--- BEGIN Input records ---
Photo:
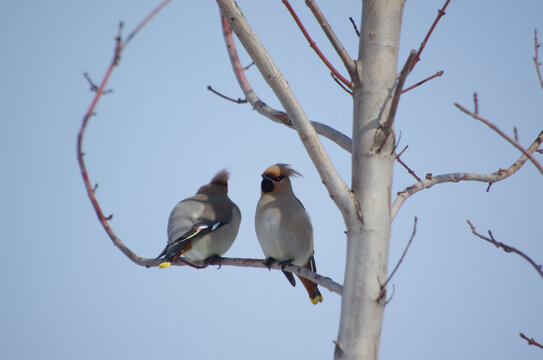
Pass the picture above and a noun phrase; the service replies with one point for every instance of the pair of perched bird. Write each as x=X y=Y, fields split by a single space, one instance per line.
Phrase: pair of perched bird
x=205 y=225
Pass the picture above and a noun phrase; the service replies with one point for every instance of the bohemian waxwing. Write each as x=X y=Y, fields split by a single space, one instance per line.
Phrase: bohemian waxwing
x=283 y=227
x=204 y=225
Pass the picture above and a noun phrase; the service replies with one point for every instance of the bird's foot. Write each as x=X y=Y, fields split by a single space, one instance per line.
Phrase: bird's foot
x=213 y=260
x=269 y=262
x=285 y=263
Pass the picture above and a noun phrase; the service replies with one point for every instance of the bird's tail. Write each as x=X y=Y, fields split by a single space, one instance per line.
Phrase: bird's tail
x=312 y=288
x=172 y=251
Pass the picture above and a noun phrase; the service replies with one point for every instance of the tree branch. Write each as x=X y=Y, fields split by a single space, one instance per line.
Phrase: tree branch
x=149 y=262
x=398 y=159
x=502 y=134
x=119 y=46
x=440 y=13
x=355 y=27
x=275 y=115
x=238 y=101
x=439 y=73
x=383 y=287
x=323 y=281
x=387 y=125
x=531 y=341
x=334 y=40
x=506 y=248
x=338 y=190
x=457 y=177
x=314 y=46
x=537 y=45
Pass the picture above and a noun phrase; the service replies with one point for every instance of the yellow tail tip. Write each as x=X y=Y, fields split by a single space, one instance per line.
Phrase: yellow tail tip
x=164 y=265
x=316 y=300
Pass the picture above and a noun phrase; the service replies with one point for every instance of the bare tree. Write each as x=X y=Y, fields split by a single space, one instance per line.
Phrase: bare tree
x=366 y=204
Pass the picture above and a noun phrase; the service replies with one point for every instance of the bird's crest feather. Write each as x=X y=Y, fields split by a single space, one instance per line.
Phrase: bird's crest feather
x=280 y=169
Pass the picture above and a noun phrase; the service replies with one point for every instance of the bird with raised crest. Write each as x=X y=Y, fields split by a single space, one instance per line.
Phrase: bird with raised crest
x=283 y=227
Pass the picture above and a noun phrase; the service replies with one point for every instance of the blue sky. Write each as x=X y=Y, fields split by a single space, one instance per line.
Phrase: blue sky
x=68 y=293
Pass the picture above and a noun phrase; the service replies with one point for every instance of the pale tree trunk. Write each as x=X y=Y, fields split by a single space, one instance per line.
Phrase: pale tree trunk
x=362 y=308
x=365 y=209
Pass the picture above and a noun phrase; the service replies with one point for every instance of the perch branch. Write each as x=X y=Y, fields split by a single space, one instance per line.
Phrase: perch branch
x=537 y=45
x=506 y=248
x=314 y=46
x=439 y=73
x=261 y=107
x=149 y=262
x=331 y=35
x=336 y=187
x=531 y=341
x=457 y=177
x=504 y=135
x=440 y=13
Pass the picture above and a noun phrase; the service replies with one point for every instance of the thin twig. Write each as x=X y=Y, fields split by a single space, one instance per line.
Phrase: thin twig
x=506 y=248
x=94 y=87
x=537 y=45
x=144 y=22
x=502 y=134
x=354 y=26
x=340 y=84
x=405 y=166
x=440 y=13
x=238 y=101
x=260 y=106
x=457 y=177
x=245 y=68
x=119 y=45
x=387 y=125
x=439 y=73
x=314 y=46
x=334 y=40
x=383 y=287
x=531 y=341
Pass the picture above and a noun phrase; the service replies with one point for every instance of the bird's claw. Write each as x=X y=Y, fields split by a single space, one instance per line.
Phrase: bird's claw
x=269 y=262
x=213 y=260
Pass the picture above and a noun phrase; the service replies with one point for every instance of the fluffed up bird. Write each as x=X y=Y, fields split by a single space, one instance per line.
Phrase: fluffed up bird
x=202 y=226
x=283 y=227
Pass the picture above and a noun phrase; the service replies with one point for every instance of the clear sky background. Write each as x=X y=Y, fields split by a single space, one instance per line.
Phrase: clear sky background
x=67 y=293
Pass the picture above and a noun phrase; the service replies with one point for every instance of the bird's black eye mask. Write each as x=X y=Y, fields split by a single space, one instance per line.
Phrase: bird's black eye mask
x=267 y=184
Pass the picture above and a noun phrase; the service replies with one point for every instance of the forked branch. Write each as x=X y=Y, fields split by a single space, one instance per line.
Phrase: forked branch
x=275 y=115
x=430 y=180
x=504 y=135
x=440 y=13
x=314 y=46
x=331 y=35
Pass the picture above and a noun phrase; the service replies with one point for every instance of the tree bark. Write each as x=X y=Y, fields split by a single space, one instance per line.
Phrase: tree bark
x=362 y=307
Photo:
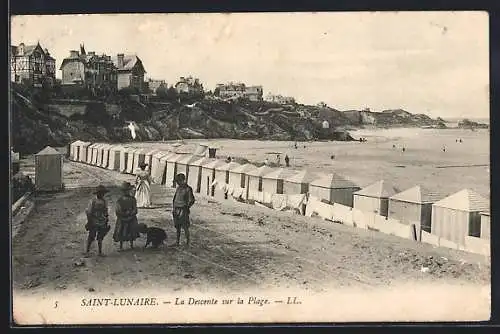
--- END Input records ---
Exercise directions: Render the rows above as a Markdown table with columns "No." and "Line", from the start of the rows through the line containing "x=280 y=169", both ends included. Give each line a number, skip blank lines, and leave the pictures out.

Response to the task:
| No. | Line |
|---|---|
| 1 | Photo: |
| 2 | Pass the picture above and a noun phrase; the service replies with one point for every instance of the pair of perched bird. Write each as x=X y=Y, fields split by a single space, one instance per line. |
| 3 | Phrase: pair of perched bird |
| 4 | x=205 y=225 |
| 5 | Pass the picture above and a noun phrase; the service replies with one point for every instance of the bohemian waxwing. Write each as x=X y=Y, fields split by a single space, one instance per line. |
| 6 | Phrase: bohemian waxwing |
| 7 | x=283 y=227 |
| 8 | x=204 y=225 |
| 9 | Pass the picture above and a noun phrase; the service replies with one point for every instance of the bird's foot. Write each as x=X y=Y, fields split by a single space, one instance per line. |
| 10 | Phrase: bird's foot |
| 11 | x=213 y=260 |
| 12 | x=269 y=262 |
| 13 | x=285 y=263 |
| 14 | Pass the picture above and a noun phrase; the service replies with one point for every instance of the bird's tail. Write each as x=X y=Y, fields split by a single space, one instance per line. |
| 15 | Phrase: bird's tail |
| 16 | x=312 y=288 |
| 17 | x=172 y=251 |
| 18 | Pass the picture above and a noun phrase; the service replies with one point for every instance of the tree branch. Write each as x=X y=Y, fields split by a single space, one instance per line. |
| 19 | Phrase: tree branch |
| 20 | x=149 y=262 |
| 21 | x=398 y=159 |
| 22 | x=502 y=134 |
| 23 | x=119 y=46 |
| 24 | x=440 y=13 |
| 25 | x=355 y=27 |
| 26 | x=275 y=115 |
| 27 | x=238 y=101 |
| 28 | x=439 y=73 |
| 29 | x=383 y=287 |
| 30 | x=323 y=281 |
| 31 | x=387 y=125 |
| 32 | x=531 y=341 |
| 33 | x=334 y=40 |
| 34 | x=506 y=248 |
| 35 | x=338 y=190 |
| 36 | x=457 y=177 |
| 37 | x=314 y=46 |
| 38 | x=537 y=45 |
| 39 | Pass the picture above and a noun phrase; the service replies with one point for every instance of the yellow tail tip. Write each as x=X y=Y, fields split by a single space, one instance per line. |
| 40 | Phrase: yellow tail tip |
| 41 | x=164 y=265 |
| 42 | x=316 y=300 |
| 43 | Pass the picture above and a noun phrase; the service replies with one point for every instance of the bare tree. Write each as x=X y=Y, fields split by a single space, one instance per line. |
| 44 | Phrase: bare tree |
| 45 | x=366 y=204 |
| 46 | Pass the picture above and a noun phrase; the service replies with one point for every instance of the bird's crest feather. Write each as x=X y=Y, fields split by a single space, one instance per line. |
| 47 | Phrase: bird's crest feather |
| 48 | x=280 y=169 |